● TE DOEN:
Vervolg de beschrijving van het tunisch gehaakte truitje, aansluitend op de laatste zin.

● PAGINAFRAGMENT:
┄┄┄┄┄┄

Dit truitje is tunisch gehaakt in een open motief, waarin toeren in tunische basissteken zijn afgewisseld met toeren waarin steken zijn samengehaakt. De mouwen hebben een lengte van 7/8, maar je kunt natuurlijk ook gewoon lange mouwen haken. Het gebruikte garen is Phil Perle 5 (Phildar) in de kleuren vieux roze (6 bollen) en peche (3 bollen) (voor maat S). De aanbevolen haaknaald is 2-2,5, maar in deze trui is gehaakt met tunische haaknaald 4.
Het motief
Het motief bestaat uit vier toeren. De eerste toer is gehaakt in de tunische basissteek. In de tweede toer zijn steeds twee steken samengehaakt, gevolgd door een omslag. In de derde toer is elke steek samengehaakt met de lus van de omslag uit de vorige toer, waarna weer een omslag volgt. In de vierde toer is in elke steek een basissteek gehaakt, gevolgd door een steek door het gat onder de omslag.
Daarna volgt weer een toer in basissteken etc.
Let er bij het meerderen en minderen van steken op dat de steken netjes boven elkaar blijven zitten.
Haken zonder patroon
Voor het model is geen patroon gebruikt. Als voorbeeld is een bestaande trui gebruikt. Aan de hand van een proeflapje is uitgerekend hoeveel steken nodig waren. In de beschrijving hieronder worden de stekenaantallen genoemd voor de trui op de foto. Deze trui is op maat gemaakt. Het is verstandig om een eigen berekening te maken en steeds te passen op een model dat goed past.
Boorden
De boorden zijn in hetzelfde motief gehaakt als de hele trui. Maar omdat ze in één kleur zijn gehaakt, ontstaat het effect van een boord. Deze boord rekt niet uit en moet dus ruim genoeg zijn.

┄┄┄┄┄┄

● VASTGELEGDE GEGEVENS:
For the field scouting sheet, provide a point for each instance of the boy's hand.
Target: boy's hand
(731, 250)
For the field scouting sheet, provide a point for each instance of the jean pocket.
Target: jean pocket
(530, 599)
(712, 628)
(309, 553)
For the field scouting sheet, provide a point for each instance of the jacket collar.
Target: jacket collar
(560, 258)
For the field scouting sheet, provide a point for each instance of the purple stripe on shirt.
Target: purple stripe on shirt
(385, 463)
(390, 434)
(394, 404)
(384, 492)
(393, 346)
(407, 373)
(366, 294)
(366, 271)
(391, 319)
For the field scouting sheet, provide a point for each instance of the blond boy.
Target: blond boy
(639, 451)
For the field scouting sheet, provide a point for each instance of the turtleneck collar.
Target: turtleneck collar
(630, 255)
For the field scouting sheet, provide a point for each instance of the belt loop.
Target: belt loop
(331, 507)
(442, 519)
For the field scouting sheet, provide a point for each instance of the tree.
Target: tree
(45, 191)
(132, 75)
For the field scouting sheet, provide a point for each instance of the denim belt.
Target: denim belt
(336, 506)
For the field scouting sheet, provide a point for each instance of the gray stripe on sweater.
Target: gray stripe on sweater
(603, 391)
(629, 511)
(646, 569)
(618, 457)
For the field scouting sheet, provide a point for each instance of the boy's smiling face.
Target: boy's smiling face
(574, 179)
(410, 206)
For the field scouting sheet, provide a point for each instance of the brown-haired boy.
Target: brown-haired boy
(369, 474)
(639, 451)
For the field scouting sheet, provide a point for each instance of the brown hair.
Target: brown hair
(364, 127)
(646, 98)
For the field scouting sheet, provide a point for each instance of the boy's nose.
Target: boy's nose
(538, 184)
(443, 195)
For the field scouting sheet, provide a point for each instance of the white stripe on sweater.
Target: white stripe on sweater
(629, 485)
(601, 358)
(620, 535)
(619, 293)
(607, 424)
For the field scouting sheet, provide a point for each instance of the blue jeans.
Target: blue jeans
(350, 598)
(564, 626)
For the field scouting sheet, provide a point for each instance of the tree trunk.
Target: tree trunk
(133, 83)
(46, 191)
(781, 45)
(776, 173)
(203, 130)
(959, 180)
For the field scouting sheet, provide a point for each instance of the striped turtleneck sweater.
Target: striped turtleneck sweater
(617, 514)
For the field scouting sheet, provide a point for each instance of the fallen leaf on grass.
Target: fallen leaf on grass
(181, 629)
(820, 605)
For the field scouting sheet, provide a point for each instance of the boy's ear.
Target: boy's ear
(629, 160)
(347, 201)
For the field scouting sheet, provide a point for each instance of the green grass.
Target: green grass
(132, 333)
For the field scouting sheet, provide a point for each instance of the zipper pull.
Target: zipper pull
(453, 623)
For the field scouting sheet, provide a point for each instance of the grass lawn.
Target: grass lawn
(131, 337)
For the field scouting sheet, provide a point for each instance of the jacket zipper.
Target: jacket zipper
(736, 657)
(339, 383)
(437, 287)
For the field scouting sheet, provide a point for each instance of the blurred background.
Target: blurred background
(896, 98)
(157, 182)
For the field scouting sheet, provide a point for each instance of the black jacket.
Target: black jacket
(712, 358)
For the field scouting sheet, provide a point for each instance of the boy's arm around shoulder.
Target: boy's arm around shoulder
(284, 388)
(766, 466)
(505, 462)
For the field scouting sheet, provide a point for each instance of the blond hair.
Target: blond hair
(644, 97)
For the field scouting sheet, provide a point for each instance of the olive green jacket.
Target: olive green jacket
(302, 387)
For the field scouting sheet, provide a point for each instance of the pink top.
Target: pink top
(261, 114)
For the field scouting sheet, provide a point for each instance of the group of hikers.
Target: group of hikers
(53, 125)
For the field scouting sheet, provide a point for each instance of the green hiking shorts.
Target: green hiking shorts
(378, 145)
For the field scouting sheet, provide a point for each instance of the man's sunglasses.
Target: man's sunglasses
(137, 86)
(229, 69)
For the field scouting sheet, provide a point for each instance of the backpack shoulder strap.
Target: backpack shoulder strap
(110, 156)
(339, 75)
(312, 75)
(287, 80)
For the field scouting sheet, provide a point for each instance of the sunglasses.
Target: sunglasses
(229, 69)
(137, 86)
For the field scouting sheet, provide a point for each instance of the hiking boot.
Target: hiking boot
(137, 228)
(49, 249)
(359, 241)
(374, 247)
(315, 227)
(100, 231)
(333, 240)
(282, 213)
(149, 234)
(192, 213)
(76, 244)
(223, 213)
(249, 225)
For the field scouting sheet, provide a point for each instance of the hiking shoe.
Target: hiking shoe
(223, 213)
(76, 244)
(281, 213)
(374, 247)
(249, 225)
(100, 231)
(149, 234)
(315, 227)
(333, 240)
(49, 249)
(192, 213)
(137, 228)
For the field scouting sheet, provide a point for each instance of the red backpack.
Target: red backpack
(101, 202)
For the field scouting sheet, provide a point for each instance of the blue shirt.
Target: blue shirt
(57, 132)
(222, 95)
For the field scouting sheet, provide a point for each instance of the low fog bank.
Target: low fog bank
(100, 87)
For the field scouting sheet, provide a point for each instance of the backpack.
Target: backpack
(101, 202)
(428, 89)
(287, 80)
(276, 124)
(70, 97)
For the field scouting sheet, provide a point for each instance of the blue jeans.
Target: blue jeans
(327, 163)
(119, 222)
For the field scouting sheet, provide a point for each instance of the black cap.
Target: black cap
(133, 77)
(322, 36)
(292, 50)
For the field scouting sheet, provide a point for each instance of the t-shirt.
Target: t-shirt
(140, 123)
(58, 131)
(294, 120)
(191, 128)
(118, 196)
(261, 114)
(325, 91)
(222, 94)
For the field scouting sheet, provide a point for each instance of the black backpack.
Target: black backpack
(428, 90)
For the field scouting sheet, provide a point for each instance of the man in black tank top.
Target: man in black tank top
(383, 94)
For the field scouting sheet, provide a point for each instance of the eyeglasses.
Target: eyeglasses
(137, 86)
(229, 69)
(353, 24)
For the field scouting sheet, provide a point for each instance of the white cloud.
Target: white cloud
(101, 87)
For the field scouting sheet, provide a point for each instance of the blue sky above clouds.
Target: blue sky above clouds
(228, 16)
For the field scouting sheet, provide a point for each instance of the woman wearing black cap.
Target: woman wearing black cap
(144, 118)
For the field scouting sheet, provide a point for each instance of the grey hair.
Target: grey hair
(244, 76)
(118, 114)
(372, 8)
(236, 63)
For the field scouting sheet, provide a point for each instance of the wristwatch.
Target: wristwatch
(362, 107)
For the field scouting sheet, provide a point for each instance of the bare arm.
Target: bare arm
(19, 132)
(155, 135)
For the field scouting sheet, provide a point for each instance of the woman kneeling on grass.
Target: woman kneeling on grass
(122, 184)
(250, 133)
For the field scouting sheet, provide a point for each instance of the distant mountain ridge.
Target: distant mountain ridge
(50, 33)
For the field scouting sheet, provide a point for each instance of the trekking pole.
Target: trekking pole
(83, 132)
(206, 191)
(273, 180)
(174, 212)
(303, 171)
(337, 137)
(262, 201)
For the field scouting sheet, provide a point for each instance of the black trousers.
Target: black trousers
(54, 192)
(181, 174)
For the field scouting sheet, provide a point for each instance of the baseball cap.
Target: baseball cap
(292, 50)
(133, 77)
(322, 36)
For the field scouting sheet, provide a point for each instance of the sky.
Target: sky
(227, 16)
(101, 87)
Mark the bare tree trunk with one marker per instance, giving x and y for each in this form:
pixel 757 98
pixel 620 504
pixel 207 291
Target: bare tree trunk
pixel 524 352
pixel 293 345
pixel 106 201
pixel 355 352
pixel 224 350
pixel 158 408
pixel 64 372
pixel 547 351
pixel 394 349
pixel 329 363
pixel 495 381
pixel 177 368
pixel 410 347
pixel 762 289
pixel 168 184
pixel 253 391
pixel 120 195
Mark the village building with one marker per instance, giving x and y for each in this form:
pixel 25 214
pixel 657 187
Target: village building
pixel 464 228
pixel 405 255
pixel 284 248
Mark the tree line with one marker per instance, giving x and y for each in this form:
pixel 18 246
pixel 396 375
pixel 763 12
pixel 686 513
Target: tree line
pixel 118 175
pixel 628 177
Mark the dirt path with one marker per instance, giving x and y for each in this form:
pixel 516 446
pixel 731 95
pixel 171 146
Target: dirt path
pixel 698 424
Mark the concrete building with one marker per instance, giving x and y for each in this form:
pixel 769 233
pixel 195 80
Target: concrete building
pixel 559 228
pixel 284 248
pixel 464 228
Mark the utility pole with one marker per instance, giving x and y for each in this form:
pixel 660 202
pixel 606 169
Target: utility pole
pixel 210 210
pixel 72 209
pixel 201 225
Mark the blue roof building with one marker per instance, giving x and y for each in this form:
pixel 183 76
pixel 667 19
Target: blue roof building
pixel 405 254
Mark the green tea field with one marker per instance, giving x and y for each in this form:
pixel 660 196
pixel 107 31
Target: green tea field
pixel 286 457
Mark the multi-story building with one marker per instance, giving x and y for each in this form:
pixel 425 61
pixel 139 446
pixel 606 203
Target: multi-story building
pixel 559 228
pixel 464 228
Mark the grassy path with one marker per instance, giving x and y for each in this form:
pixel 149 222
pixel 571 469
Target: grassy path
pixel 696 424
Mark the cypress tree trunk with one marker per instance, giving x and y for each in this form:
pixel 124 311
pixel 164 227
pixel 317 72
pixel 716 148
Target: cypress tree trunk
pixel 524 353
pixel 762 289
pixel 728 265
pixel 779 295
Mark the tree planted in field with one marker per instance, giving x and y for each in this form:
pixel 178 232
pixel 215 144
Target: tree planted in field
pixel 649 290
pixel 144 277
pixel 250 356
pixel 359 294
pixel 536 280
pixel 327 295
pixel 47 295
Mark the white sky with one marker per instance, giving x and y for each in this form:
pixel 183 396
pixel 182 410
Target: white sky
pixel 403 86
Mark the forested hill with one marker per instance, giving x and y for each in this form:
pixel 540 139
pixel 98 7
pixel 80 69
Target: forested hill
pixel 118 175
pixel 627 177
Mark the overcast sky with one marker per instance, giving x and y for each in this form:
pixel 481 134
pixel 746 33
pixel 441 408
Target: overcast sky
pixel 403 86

┄┄┄┄┄┄

● UITVOER HIERONDER:
Alle boorden zijn omgehaakt met vasten in de lichte kleur, met een gewone haaknaald nr. 3.
Rugpand trui
Voor het rugpand is eerst een ketting van 110 lossen gehaakt. Daarop zijn 12 toeren in het motief gehaakt met de donkere kleur (de boord). Daarna is verder gehaakt in twee kleuren. In elke toer is aan de linkerkant van kleur gewisseld. Aan beide zijkanten is 7 keer 1 steek gemeerderd tot in totaal 124 steken.
Op een totale hoogte van 33 cm is overgegaan op een streeppatroon. Daarvoor is alleen de teruggaande toer van de eerst toer en de heengaande toer van de tweede toer in de lichte kleur gehaakt. De andere toeren zijn in de donkere kleur gehaakt. Nadat op deze manier drie donkere strepen zijn ontstaan, is helemaal overgegaan op de donkere kleur. In het voorbeeld is dat precies op de hoogte waar de mouwen komen.
Voor de nek zijn in de laatste 3 toeren middenachter 24 steken en vervolgens aan weerszijden 8 steken en 6 steken geminderd. 36 steken blijven over voor de schouders. Deze zijn afgewerkt met halve vasten. De totale hoogte van het rugpand is 57 cm.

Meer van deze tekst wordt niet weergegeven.